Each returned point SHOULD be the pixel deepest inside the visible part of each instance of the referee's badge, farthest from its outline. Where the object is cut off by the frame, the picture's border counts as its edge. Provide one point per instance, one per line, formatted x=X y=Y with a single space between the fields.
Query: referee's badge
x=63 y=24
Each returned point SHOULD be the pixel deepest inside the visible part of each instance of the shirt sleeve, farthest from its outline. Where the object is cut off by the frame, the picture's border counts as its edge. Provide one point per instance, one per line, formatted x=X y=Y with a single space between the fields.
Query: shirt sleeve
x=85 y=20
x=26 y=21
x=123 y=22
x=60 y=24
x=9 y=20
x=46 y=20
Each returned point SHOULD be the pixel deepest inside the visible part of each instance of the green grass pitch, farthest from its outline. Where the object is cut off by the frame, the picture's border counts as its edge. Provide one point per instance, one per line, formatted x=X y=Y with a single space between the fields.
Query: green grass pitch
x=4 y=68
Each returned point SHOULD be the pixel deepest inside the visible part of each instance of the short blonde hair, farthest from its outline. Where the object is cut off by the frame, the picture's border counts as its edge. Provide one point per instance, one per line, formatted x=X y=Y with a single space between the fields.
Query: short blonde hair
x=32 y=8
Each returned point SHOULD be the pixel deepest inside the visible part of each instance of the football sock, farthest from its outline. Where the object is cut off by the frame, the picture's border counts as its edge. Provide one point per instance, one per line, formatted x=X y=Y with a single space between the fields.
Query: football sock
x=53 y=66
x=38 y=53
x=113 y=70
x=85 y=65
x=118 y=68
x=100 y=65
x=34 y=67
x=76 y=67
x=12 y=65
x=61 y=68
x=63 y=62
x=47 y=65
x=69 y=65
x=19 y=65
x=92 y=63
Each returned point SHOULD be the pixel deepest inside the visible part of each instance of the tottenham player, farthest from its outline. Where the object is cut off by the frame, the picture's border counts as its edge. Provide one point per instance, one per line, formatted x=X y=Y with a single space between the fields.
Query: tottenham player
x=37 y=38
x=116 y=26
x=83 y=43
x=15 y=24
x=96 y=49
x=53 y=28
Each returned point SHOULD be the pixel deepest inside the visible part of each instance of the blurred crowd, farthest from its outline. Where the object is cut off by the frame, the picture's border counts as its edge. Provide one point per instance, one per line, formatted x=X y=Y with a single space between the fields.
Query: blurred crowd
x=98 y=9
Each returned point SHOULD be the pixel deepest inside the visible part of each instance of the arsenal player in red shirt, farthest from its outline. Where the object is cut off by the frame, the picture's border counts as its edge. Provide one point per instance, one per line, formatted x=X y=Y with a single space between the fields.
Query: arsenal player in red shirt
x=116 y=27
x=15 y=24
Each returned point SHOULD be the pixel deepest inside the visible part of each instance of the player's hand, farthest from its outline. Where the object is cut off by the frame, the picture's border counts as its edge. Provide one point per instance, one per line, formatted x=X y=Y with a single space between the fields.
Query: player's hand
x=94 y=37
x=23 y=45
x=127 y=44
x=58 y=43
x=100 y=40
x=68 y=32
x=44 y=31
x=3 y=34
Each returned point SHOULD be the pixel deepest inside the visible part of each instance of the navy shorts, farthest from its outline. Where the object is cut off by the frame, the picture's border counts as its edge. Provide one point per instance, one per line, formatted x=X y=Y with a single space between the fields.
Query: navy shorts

──────────

**Exercise**
Exactly as written, restate every record in the listing.

**Answer**
Each returned point SHOULD be the pixel deepest inside the visible part of each instance of the referee's badge, farthest from its outline. Where the object is cut off by the frame, the picture's border counts as its edge. Provide one point per instance, one per line, formatted x=X y=Y with a single space between the fields.
Query: referee's badge
x=63 y=24
Each returned point SHOULD be the pixel deepest inside the visible part of each instance of the shirt sleeve, farthest from its outline. Where the object is cut off by the frame, the picture's border counts as its edge. Provide one point per instance, one per line, formatted x=X y=Y with a single space between the fields.
Query: shirt sleeve
x=85 y=20
x=26 y=21
x=123 y=22
x=60 y=24
x=9 y=20
x=46 y=20
Each returned point SHOULD be the pixel deepest inside the visible part of each instance of the green grass pitch, farthest from its outline. Where the object is cut off by the frame, the picture's border counts as its edge. Provide one point per instance, one per line, formatted x=X y=Y with a single space between the fields.
Query: green grass pitch
x=4 y=68
Each returned point SHOULD be the pixel deepest inside the visible part of each instance of the short blonde hair, farthest from its outline. Where the object is cut off by the frame, the picture's border counts as its edge. Provide one point per instance, one per line, formatted x=X y=Y with a single space between the fields.
Query: short blonde hair
x=32 y=8
Each returned point SHOULD be the pixel deepest inside the visible part of each instance of the football sock, farthest from its outline. Where the object is cut off by the frame, the picture's border counts as its edge. Provide one point per instance, one per line, formatted x=X y=Y with a single space between the fields.
Query: football sock
x=53 y=66
x=38 y=53
x=113 y=70
x=85 y=65
x=118 y=68
x=100 y=65
x=34 y=67
x=76 y=67
x=12 y=65
x=61 y=68
x=63 y=62
x=47 y=65
x=69 y=65
x=19 y=65
x=92 y=63
Each returned point SHOULD be the pixel deepest inside the visible part of each instance of the tottenham player, farthest from its outline. Where the object is cut off by the frame, the picture's border counts as its edge. Provide one point per instance, one per line, formatted x=X y=Y with a single space between the fields.
Query: tottenham player
x=37 y=38
x=116 y=26
x=83 y=43
x=15 y=24
x=96 y=49
x=53 y=28
Each returned point SHOULD be the pixel deepest inside the visible part of each instance of the blurred crowd, farthest from its outline. Where the object is cut off by the frame, the picture's border counts as its edge. Provide one point per instance, one per line, formatted x=X y=Y with a single space between the fields.
Query: blurred crowd
x=98 y=9
Each returned point SHOULD be the pixel deepest inside the visible part of each instance of the arsenal player in red shirt, farthest from its outline. Where the object is cut off by the frame, the picture's border counts as its edge. Provide one point per instance, one per line, formatted x=X y=Y with a single space between the fields.
Query: arsenal player in red shirt
x=116 y=27
x=15 y=24
Each returned point SHOULD be the pixel deepest inside the visible part of each instance of the player's hand, farthest from its outline. Where the object is cut off by the frame, the picture's border counts as its edge. Provide one point per instance, one per line, formatted x=X y=Y with a single space between the fields.
Query: player's hand
x=94 y=37
x=23 y=45
x=127 y=44
x=58 y=43
x=100 y=40
x=68 y=32
x=44 y=31
x=3 y=34
Each returned point SHOULD be the pixel deepest inside the visible part of each instance of the navy shorts, farthest from its outline. Where the object is cut off by the frame, the picture's border counts as its edge. Provide one point per instance, one per line, formatted x=X y=Y with a single space between the fields.
Query: navy shorts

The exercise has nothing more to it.